- **Brief 1**
In the Ranpak earnings article, by what percentage did net revenue in the Automation segment grow year over year?
- **Brief 2**
For each statement below, decide whether it agrees with the Ranpak earnings article. Answer yes or no, and quote the words from the article that decide it: (a) Ranpak's third-quarter net revenue beat the analyst consensus estimate. (b) Gross margins expanded compared with the second quarter. (c) Ranpak had borrowed on its revolving credit facility by the end of the quarter.
- **Brief 3**
Output the part of the Ranpak earnings article between "Key financial results" and "the earnings release.", inclusive.

Last update: Oct 30, 2025

Ranpak Holdings Corp (NYSE:PACK) reported third-quarter financial results that presented a mixed picture for investors, with revenue growth and strategic progress weighed down by a wider-than-expected loss, triggering a negative market reaction in pre-market trading.

Third Quarter 2025 Financial Performance vs. Estimates

Ranpak posted Q3 2025 net revenue of $99.6 million, falling short of the analyst consensus estimate of $101.9 million. This represents an 8.0% year-over-year increase, or 4.4% on a constant currency basis.

The company reported a net loss of $10.4 million, or a loss of $0.12 per share. This significantly missed the analyst expectation for a non-GAAP loss of $0.087 per share.

Key financial results versus estimates include:

  • Revenue: $99.6 million reported vs. $101.9 million estimated (Miss)
  • EPS (Non-GAAP): -$0.12 reported vs. -$0.087 estimated (Miss)

The market's immediate response was negative, with the stock down approximately 7.7% in pre-market trading following the earnings release.

Operational Highlights and Business Segment Performance

The earnings report was not without its bright spots, particularly regarding the company's strategic initiatives. Chairman and CEO Omar Asali characterized the quarter as a "major stepping stone" and highlighted a transformative partnership with Walmart. The agreement involves 22.5 million warrants for Walmart, which vest based on spending targets that could imply up to $700 million in total spend over ten years.

A key driver of growth was the Automation segment, which saw net revenue surge 63.0% year-over-year to $11.9 million. The company noted that Automation remains on track to achieve $40–$45 million in net revenue for the full year 2025. In contrast, the core Protective Packaging segment saw a more modest revenue increase of 3.3%, with global volumes experiencing a slight contraction.

Profitability metrics showed improvement sequentially, with gross margins expanding to 34.5% from 31.1% in the second quarter. Adjusted EBITDA grew 8.1% to $21.4 million, though this figure was impacted by a $0.8 million non-cash warrant adjustment.

Balance Sheet and Forward Outlook

Ranpak maintained a solid liquidity position, ending the quarter with $49.9 million in cash and no borrowings on its $50 million revolving credit facility. The company expressed confidence in its margin trajectory and expects to finish 2025 on a high note.

- **Data section**
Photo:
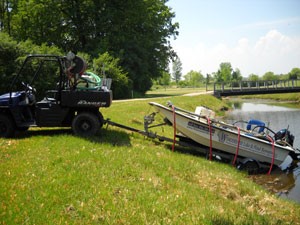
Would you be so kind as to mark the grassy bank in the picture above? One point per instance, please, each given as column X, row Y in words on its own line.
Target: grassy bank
column 49, row 176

- **Complete response 1**
It grew 63.0% year over year, to $11.9 million.

- **Complete response 2**
(a) No: "falling short of the analyst consensus estimate of $101.9 million"
(b) Yes: "gross margins expanding to 34.5% from 31.1% in the second quarter"
(c) No: "no borrowings on its $50 million revolving credit facility"

- **Complete response 3**
Key financial results versus estimates include:

  • Revenue: $99.6 million reported vs. $101.9 million estimated (Miss)
  • EPS (Non-GAAP): -$0.12 reported vs. -$0.087 estimated (Miss)

The market's immediate response was negative, with the stock down approximately 7.7% in pre-market trading following the earnings release.